## THE REQUEST
Pull out every line below that contains the word "point", copying each one in full.

>> BEGIN SUPPLIED DATA

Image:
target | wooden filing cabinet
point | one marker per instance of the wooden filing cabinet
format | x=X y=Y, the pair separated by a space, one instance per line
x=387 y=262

>> END SUPPLIED DATA
>> BEGIN SUPPLIED DATA

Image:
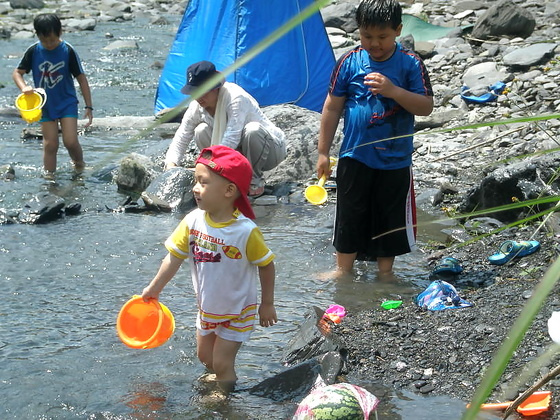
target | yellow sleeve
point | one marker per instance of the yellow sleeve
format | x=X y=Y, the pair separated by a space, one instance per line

>> END SUPPLIED DATA
>> BEGIN SUPPLIED DATA

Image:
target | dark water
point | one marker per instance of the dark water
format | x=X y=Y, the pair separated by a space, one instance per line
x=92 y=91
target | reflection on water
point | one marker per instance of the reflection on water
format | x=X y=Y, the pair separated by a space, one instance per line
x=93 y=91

>> END SUPPLIED DATA

## SOLUTION FOR THIS EXERCISE
point | one marker per instance of the wooden filing cabinet
point | one marker per instance of the yellow sleeve
point | one marker per instance of the dark water
point | one marker per instance of the reflection on water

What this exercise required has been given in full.